TASK DIRECTIONS:
Reproduce the passage on attractiveness traits, starting with "Personality (passion/charisma/humor)." and going on through "Chicks dig power.", and substitute "Riches" for "Wealth".

Seeing a series of socially dominant men undermined women’s commitment, just as seeing attractive women had done to men’s.

CARDIAC ARREST goes the feminist and manboob hamsters. Recall a very early post from the Chateau archives:

As I’ve written before, what men like in women is simple. In descending order of importance, here are the female attractiveness traits that men desire in women:

Beauty.
Femininity.
Sexual eagerness.

In descending order of importance, here are the male attractiveness traits that women desire in men:

Psychosocial dominance (game).
High status/fame.
Personality (passion/charisma/humor).
Wealth.
Good looks/height/muscularity.
Cleverness/smarts.
Dependability/reliability.
Sexual prowess.

Men dig beauty.
Chicks dig power.
The rest is commentary.

And what a shitstorm of commentary it has been in the interim! Feminists and bitter beta males both heaving sandbags of rationalizations and wishful thinking and earnest platitudes against the ramparts so that they may bunker down and avoid dealing with these eternal earthy truths about the different sexual natures of men and women.

DATA BLOCK:
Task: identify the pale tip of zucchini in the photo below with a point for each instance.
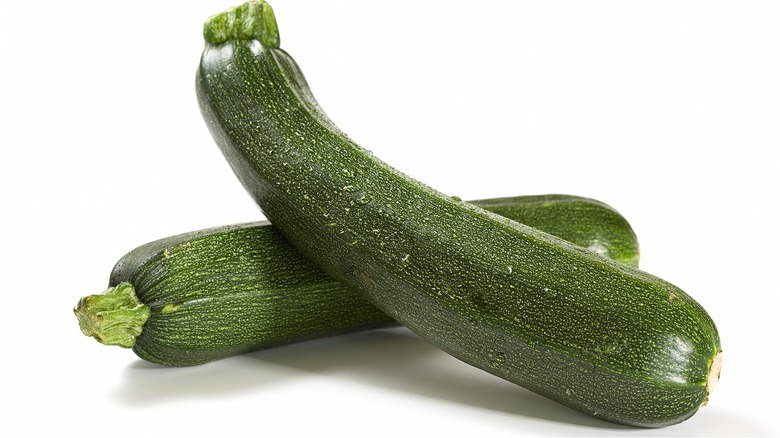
(253, 20)
(714, 375)
(115, 317)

THE RESPONSE:
Personality (passion/charisma/humor).
Riches.
Good looks/height/muscularity.
Cleverness/smarts.
Dependability/reliability.
Sexual prowess.

Men dig beauty.
Chicks dig power.